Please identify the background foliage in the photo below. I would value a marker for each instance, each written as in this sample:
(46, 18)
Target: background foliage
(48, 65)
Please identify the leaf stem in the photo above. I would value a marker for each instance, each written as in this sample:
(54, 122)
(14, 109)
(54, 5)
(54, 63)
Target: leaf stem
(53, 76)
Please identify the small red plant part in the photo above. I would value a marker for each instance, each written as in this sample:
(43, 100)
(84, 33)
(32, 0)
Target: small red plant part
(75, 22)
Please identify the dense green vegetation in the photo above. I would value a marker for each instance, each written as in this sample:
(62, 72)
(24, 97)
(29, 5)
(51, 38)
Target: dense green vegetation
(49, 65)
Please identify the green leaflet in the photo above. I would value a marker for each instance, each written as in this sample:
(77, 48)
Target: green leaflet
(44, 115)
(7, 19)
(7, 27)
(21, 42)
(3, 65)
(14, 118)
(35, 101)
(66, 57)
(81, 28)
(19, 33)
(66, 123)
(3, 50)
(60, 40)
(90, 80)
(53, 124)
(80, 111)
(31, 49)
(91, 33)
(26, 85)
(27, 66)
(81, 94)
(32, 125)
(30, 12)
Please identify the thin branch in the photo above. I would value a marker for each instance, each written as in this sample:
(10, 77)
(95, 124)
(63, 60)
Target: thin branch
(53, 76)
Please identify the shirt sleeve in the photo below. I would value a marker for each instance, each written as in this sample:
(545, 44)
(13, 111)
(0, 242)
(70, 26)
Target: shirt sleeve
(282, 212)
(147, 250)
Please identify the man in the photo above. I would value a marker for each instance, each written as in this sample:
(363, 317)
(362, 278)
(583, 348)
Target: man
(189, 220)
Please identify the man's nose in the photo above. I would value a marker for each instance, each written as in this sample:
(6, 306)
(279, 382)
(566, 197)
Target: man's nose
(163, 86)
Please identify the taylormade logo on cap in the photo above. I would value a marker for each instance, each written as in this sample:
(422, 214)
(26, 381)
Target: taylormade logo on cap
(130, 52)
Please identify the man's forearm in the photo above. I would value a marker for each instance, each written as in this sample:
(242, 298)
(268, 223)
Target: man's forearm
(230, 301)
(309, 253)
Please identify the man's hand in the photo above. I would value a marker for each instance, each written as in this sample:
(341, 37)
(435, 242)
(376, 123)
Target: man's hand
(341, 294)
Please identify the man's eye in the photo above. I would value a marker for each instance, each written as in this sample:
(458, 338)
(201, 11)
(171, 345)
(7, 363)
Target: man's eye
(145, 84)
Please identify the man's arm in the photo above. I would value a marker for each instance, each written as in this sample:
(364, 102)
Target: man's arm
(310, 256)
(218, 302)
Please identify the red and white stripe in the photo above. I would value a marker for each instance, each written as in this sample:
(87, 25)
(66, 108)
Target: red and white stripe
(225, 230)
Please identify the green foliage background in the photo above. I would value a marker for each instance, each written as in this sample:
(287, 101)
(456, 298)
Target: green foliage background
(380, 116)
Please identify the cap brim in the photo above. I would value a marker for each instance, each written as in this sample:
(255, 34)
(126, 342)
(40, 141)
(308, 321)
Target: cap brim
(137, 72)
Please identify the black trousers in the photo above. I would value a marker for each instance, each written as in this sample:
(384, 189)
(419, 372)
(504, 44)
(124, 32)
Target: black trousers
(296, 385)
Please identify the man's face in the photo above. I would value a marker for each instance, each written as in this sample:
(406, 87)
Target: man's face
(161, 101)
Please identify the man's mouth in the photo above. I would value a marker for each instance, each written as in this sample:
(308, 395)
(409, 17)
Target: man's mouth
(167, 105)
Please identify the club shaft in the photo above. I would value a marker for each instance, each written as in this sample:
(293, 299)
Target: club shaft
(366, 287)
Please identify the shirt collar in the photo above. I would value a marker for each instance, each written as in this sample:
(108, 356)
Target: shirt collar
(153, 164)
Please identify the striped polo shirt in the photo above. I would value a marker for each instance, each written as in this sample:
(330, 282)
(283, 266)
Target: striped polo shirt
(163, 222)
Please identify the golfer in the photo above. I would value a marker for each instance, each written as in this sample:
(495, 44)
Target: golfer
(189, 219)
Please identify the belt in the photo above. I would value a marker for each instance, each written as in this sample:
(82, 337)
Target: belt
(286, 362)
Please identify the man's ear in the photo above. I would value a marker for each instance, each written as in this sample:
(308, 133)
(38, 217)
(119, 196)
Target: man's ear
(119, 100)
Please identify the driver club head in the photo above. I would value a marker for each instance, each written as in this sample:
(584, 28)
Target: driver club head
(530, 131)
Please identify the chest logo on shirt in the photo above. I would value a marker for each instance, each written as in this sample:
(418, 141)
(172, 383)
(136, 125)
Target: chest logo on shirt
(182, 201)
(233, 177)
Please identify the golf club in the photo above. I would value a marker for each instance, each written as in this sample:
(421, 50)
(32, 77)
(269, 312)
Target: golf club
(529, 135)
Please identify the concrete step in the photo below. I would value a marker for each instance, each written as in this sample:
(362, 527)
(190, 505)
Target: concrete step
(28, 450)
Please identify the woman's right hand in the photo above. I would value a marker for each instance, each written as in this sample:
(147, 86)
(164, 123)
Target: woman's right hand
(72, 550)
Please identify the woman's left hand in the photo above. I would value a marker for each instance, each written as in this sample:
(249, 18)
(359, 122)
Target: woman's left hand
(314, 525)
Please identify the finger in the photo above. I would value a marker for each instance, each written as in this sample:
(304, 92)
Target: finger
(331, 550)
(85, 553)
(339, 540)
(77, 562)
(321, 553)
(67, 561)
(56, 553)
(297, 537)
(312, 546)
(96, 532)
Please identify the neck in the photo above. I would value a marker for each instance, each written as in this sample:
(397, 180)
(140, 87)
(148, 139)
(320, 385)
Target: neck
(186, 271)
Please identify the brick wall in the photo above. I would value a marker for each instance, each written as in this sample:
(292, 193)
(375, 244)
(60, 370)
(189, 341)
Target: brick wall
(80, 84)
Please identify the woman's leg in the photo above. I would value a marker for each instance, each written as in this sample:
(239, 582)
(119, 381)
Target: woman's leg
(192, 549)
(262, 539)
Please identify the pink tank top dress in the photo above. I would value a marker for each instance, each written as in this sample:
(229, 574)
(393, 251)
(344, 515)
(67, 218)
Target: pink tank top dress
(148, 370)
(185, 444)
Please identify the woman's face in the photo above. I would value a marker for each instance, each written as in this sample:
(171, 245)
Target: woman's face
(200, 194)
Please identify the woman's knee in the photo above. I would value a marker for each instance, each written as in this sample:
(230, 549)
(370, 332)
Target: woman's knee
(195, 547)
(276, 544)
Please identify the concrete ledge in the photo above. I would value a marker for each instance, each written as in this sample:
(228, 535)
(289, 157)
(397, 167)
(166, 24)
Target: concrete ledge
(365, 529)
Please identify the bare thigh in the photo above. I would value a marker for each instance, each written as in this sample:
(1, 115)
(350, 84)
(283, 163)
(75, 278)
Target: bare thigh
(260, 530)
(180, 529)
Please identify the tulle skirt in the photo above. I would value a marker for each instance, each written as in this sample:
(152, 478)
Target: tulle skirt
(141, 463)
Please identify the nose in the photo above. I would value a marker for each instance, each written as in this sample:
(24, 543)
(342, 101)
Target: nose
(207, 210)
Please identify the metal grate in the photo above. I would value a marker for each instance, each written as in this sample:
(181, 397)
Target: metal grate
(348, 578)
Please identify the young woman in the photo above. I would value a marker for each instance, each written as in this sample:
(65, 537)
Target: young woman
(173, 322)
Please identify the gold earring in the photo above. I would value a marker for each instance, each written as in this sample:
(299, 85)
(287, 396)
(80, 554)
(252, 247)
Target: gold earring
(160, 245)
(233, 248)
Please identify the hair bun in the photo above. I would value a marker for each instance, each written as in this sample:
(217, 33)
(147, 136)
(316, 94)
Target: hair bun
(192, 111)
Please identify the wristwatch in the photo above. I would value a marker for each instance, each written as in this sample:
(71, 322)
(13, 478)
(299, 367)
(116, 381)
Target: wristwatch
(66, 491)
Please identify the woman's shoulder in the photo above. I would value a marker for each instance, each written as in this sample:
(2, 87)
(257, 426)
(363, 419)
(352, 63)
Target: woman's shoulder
━━━━━━━━━━
* Required work:
Give only a number, the count of lines above that include the string "shoulder".

* Result:
2